▸ Work task
Repeat only the lines from the one holding "Target: flower pot" down to the last line of the listing below, including both of those lines.

☆ ☆ ☆ ☆ ☆

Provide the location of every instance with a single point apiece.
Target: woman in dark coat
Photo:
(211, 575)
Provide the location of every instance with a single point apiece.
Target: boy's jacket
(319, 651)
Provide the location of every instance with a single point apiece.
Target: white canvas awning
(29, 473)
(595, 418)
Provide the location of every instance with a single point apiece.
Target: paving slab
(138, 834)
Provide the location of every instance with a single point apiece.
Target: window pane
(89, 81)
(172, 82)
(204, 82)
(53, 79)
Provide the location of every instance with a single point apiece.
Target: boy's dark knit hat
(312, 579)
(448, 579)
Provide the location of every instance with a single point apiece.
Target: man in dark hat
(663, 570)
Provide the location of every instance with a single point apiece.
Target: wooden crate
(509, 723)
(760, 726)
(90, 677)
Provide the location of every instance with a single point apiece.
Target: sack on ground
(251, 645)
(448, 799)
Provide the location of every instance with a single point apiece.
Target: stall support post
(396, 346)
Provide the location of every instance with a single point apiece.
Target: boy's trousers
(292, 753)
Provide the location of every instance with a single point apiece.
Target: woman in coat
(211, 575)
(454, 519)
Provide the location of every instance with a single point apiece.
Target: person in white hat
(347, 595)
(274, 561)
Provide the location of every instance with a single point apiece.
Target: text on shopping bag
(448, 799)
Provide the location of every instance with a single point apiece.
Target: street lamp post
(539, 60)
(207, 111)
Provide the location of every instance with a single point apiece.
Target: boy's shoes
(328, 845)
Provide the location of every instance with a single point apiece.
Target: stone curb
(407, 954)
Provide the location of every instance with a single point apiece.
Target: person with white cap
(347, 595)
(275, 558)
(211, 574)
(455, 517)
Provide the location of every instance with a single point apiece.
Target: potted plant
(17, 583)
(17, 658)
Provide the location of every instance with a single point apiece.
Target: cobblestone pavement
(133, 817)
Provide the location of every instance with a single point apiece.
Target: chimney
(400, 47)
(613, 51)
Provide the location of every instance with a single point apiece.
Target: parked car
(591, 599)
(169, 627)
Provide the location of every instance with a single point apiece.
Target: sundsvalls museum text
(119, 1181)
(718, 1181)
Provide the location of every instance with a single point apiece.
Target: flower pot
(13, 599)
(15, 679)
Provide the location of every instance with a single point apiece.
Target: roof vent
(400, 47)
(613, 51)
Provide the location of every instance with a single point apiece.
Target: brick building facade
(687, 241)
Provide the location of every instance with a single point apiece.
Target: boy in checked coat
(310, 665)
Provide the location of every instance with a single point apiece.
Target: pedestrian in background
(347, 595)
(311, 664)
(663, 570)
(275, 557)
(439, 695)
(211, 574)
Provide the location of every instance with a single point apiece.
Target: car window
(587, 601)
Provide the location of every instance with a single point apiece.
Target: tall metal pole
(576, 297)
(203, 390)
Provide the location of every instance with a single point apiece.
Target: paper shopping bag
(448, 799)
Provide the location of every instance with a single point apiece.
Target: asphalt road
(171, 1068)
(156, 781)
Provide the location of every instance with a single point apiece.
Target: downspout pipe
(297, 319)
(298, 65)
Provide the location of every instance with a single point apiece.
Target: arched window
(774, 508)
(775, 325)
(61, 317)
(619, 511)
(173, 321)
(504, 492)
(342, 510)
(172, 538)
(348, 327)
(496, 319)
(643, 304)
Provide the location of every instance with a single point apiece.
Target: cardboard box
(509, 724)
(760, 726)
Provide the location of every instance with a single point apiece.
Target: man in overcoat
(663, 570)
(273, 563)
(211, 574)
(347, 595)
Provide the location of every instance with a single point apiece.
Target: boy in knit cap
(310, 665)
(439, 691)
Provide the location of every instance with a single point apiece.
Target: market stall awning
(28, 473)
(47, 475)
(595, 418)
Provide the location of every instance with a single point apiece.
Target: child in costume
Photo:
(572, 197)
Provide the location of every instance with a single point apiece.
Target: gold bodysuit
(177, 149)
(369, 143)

☆ ☆ ☆ ☆ ☆

▸ Exercise result
Target: flower pot
(13, 599)
(15, 679)
Provide the location of every instance with a single point apiece.
Target: roof vent
(400, 47)
(613, 51)
Provide the location of every instance with a single point apiece.
Target: brick building facade
(687, 241)
Provide the location of every instance with a single point apiece.
Target: boy in checked coat
(310, 665)
Provide the location of every instance with a single point apiece.
Target: pedestrian in background
(347, 595)
(311, 664)
(663, 570)
(275, 557)
(439, 695)
(211, 574)
Provide the location of every instance with a single point apiece.
Target: car window
(587, 601)
Provide the location of every instance with a single point apiece.
Target: tall metal pole
(576, 297)
(203, 390)
Provide the location of every instance with a single point apiece.
Target: paper shopping bag
(448, 799)
Provide the location of every instance with a single point apiece.
Target: asphalt road
(171, 1068)
(156, 781)
Provide the location of every instance with a single point apiece.
Target: downspout pipe
(297, 319)
(298, 65)
Provide the location of every instance with a single point apiece.
Target: arched window
(774, 508)
(775, 325)
(61, 317)
(619, 511)
(173, 321)
(504, 492)
(342, 510)
(172, 538)
(348, 327)
(496, 319)
(643, 304)
Provide the location of every instance with a single point apiece.
Target: cardboard box
(509, 724)
(760, 726)
Provide the location of every instance with a single point apiece.
Target: man in overcoat
(663, 570)
(273, 563)
(211, 574)
(347, 595)
Provide the location of every instance with a single point apiece.
Target: boy in knit cap
(310, 665)
(439, 691)
Provide the location of every instance with a single point apiece.
Target: market stall awning
(28, 473)
(47, 475)
(595, 418)
Provide the location of every instance with a single point apiece.
Target: child in costume
Photo:
(572, 197)
Provide the location of every instance with a single point apiece.
Target: gold bodysuit
(177, 149)
(369, 143)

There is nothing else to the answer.